Questions on the material
[1] In the text on citizenship-by-investment minimum amounts, what did Grenada's minimum investment requirement drop from and to?
[2] Go on with the text about citizenship-by-investment minimum amounts from where it stops.

-------- Selected text

When evaluating an investment option, you should, as a matter of common sense, consider the change in laws that may arise during the term of the investment, and how that may impact your exit from it. A good example is the government-decreed CIP minimum investment amount, which can shift drastically and unpredictably at any given time, especially given the competitive nature of the islands vying for the favor of new CBI prospects.

Over the last 18 months alone, we’ve seen a reduction in minimum investment requirements in 

  • Saint Kitts & Nevis, from $400,000 to $200,000;
  • Grenada from $350,000 to $220,000 
  • Antigua & Barbuda; from $400,000 to $200,000

Only Dominica and Saint Lucia (US$200,000 and US$300,000, respectively) have not reduced their asking prices, but this is probably because Dominica entered at a lower threshold to begin with and, in Saint Lucia, because only one proposed project has been given the green light.

So, imagine an investor who paid the minimum $400,000 two years ago, who now has the challenge of finding a buyer in three years that is prepared to purchase his/her hotel share at twice the amount of the minimum required by the program. Good luck with that! 

In three years’ time, they will need to split their shares (if legally/contractually able to) and persuade two CBI investors to take their investment off their hands with the implied assumption that the pricing landscape and citizenship programs laws remain as they stand today.

----------------
-------- Extracted records

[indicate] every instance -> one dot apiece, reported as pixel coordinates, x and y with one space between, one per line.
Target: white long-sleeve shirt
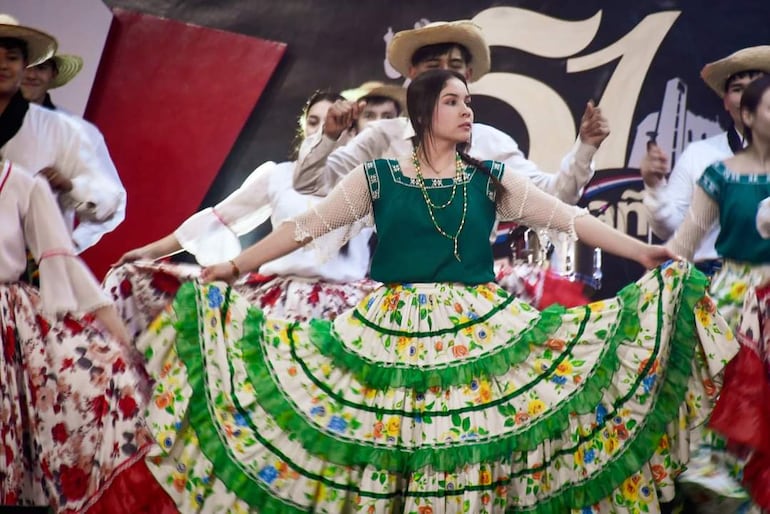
667 204
51 139
211 235
323 162
31 219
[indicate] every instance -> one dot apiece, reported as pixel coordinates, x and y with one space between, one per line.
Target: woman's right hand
223 271
144 252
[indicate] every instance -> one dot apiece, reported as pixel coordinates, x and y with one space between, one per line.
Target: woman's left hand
655 255
222 271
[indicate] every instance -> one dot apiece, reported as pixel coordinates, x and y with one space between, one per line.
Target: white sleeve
567 184
211 235
522 202
88 232
97 196
326 162
667 204
66 284
339 217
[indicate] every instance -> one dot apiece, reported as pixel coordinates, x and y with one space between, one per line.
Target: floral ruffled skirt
143 289
72 431
434 398
742 413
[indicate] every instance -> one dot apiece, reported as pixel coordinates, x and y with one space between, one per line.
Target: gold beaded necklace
459 177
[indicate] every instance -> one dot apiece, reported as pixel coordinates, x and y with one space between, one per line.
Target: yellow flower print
704 318
564 368
578 457
485 392
394 426
596 306
535 407
485 292
630 487
737 290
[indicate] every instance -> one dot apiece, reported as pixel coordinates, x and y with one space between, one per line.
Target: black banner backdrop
639 60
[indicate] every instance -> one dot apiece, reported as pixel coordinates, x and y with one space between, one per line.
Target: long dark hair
421 99
299 136
751 98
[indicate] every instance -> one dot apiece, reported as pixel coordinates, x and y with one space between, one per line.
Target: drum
576 261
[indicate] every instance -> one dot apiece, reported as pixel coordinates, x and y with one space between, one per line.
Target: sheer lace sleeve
66 284
523 202
340 216
703 213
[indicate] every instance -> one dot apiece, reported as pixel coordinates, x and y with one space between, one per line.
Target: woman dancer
319 282
71 427
439 392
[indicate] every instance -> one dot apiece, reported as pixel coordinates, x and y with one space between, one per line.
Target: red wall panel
171 99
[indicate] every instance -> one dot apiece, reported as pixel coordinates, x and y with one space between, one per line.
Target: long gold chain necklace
459 177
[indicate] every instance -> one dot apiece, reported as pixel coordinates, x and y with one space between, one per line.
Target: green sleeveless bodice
410 248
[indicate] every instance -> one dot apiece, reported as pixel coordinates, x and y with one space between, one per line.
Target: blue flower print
649 382
337 424
558 379
215 297
268 474
601 413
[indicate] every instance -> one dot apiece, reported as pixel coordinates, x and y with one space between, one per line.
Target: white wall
81 28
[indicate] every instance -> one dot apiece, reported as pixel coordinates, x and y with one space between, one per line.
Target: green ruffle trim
588 492
379 375
347 452
673 391
227 471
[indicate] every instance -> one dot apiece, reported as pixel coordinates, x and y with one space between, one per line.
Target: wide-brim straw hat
716 73
376 88
40 46
462 32
69 66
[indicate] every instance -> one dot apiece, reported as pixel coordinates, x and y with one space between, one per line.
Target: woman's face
453 116
316 116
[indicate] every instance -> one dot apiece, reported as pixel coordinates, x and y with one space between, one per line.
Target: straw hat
376 88
40 46
463 32
716 73
68 65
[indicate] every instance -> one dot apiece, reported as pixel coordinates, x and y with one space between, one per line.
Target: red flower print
165 282
314 296
9 343
555 344
119 366
73 325
460 350
270 297
126 288
127 406
59 433
658 472
100 406
43 324
74 482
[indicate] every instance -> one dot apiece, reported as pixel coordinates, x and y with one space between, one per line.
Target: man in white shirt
38 81
459 46
667 197
50 143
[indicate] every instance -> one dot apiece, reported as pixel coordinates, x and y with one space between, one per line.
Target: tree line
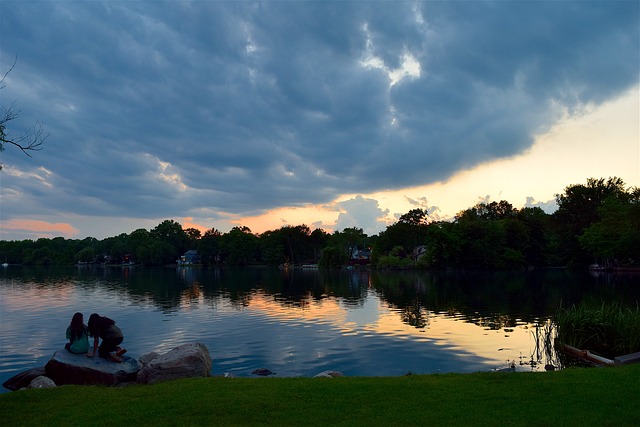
596 222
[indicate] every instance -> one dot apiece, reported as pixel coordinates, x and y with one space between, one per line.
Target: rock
329 374
146 358
23 379
263 371
68 368
42 382
185 361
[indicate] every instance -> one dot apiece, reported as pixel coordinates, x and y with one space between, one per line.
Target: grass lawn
576 396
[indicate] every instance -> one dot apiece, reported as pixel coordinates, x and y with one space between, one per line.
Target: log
587 355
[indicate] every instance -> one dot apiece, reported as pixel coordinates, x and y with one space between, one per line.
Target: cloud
37 229
167 110
360 212
549 206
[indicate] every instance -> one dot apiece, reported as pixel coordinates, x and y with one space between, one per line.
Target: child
77 335
105 328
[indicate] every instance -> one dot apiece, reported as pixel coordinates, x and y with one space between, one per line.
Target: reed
609 329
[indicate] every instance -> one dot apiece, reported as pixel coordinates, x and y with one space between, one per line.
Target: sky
331 114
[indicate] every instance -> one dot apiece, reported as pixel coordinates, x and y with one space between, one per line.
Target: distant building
189 257
418 251
360 257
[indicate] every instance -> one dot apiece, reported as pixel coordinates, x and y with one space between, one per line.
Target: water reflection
301 322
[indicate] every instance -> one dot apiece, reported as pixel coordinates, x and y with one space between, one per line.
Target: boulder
146 358
68 368
185 361
42 382
23 379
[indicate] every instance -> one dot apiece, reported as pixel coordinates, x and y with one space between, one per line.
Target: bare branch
31 140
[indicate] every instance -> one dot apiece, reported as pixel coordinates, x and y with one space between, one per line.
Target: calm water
301 322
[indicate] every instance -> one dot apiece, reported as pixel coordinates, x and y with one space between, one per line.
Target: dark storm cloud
163 108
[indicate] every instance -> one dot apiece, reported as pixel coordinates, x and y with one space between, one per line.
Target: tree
239 246
578 209
616 237
31 140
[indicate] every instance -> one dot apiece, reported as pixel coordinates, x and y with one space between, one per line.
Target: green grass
609 329
575 396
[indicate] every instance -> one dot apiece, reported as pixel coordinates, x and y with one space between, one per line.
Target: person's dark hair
98 323
76 328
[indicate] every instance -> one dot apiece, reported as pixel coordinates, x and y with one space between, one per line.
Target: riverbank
577 396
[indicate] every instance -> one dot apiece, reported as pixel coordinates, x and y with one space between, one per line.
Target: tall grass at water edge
609 330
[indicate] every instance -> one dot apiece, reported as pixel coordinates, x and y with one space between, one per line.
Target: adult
101 327
77 335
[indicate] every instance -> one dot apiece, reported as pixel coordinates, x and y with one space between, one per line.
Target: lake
301 322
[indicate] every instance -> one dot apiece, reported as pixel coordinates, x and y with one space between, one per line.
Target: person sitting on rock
105 328
77 335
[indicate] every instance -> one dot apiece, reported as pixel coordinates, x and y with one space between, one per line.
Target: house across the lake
189 258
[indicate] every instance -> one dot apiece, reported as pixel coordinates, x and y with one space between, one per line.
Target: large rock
68 368
185 361
42 382
23 379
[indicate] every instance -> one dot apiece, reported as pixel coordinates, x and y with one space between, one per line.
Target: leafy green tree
578 209
615 239
175 240
209 246
240 246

----------------

Solved tasks
[1] From $350,000 to $220,000.

[2]
You don’t need to be a savvy investor to realize that the above conundrum represents an investment strategy fraught with risk, uncertainty, and an uphill battle to find buyers in years to come. 

Read also: 51 out of 160 Caribbean CBI Real Estate Projects Confirmed as Completed

It’s for this unfortunate and frustrating reason that we have been reluctant to put investments forth to our clients in my six years of working with the Caribbean programs. I want to maintain a good working relationship with that client in five years’ time. I don’t want them coming to us to complain they cannot sell the investment we proposed. 

I don’t want to be misunderstood in saying the hotel projects and its operations are a bad investment; far from it. There are some beautiful and successful hotels with excellent leadership. Recent news from the Caribbean have shown the respective CIUs are looking at ways to ensure hotel projects get off the ground and developers are scrutinized and required to put down substantial deposits to assure investors that their investments are ‘safe’. 

But this does little to address the elephant in the room; CBI-investors will have a very hard time selling a fractional share. Imagine the PR-nightmare of having hundreds of CBI-investors unable to sell their shareholdings in the coming years. This is a ticking time bomb!

Back to the drawing board

This is where the CBI investment strategy needs a serious rethink and overhaul for the greater good of the economies and communities of the Caribbean islands, as well as for giving investors something with a demonstrable resale value after the minimum holding period.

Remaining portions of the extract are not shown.